• TASK INPUTS:
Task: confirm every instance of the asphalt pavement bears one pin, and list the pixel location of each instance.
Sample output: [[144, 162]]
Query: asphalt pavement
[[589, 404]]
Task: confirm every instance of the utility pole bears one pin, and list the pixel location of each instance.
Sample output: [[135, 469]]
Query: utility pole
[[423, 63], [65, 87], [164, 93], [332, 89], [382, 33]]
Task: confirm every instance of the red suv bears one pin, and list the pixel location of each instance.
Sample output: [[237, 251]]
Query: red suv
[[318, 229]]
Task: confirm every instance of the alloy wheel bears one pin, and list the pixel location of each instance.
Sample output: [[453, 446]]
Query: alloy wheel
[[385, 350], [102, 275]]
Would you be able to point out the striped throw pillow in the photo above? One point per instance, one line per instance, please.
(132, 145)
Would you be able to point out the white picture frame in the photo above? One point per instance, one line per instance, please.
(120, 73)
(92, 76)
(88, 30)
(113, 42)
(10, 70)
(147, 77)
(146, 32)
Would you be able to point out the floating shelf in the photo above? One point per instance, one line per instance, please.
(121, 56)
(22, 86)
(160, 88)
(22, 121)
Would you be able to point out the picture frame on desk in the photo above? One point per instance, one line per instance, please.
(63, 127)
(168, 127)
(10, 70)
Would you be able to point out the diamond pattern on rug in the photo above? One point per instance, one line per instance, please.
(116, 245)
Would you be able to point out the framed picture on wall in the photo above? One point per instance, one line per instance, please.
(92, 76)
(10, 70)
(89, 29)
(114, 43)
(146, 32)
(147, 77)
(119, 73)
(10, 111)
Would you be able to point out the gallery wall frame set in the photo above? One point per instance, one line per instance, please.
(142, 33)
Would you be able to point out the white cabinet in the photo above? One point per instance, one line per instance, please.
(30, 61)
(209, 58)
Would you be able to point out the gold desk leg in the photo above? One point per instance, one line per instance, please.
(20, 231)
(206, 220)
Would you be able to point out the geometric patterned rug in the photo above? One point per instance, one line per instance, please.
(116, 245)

• WORK TO BE COMPLETED: Faithfully copy every entry, leaving nothing out.

• FINISHED EXERCISE:
Task: confirm every instance of the asphalt pavement bears one pin, and list the pixel location of each instance.
Sample output: [[144, 162]]
Query: asphalt pavement
[[589, 404]]
Task: confirm every instance of the utility pole bears one pin, and list the pixel location of each instance.
Sample output: [[135, 469]]
Query: utility pole
[[423, 63], [65, 87], [164, 93], [332, 89], [382, 33]]
Task: confirm every instance of the red suv bears one pin, and list the pixel location of each instance.
Sample output: [[237, 251]]
Query: red suv
[[318, 229]]
Task: confirm every instance of the alloy wheel bears one pin, and list the pixel location of each instance.
Sample output: [[453, 446]]
Query: alloy wheel
[[385, 350], [102, 275]]
Would you be able to point out the striped throw pillow in the photo above? One point per instance, one line per instance, please.
(132, 145)
Would you be able to point out the white picture frame in the photo above? One point per instance, one line per instance, please.
(120, 73)
(92, 76)
(88, 30)
(113, 42)
(10, 70)
(147, 77)
(146, 32)
Would you be able to point out the floating shelf in the photo above? One point per instance, one line per instance, please.
(121, 56)
(22, 86)
(160, 88)
(22, 121)
Would you be able to point out the picture frame on desk in the photo above? One point per instance, one line per instance, please.
(63, 127)
(168, 127)
(10, 70)
Would you be able to point out the diamond pattern on rug in the photo above? One point per instance, one line per instance, please.
(116, 245)
Would you be able to point out the framed picture on wall in the photo above? One point per instance, one line per instance, please.
(92, 76)
(10, 70)
(89, 29)
(114, 43)
(146, 32)
(147, 77)
(119, 73)
(10, 111)
Would you be able to point out the gallery wall frame set in the photo above? One point per instance, one line per instance, please.
(142, 33)
Would you be able to point out the white cabinet in the photo above? One point per instance, one line per instance, please.
(30, 61)
(209, 58)
Would you be able to point out the gold desk leg in the photo above? One point per instance, one line per instance, please.
(20, 231)
(206, 220)
Would you be able to point out the geometric patterned rug in the photo above? One point per instance, one line per instance, please.
(116, 245)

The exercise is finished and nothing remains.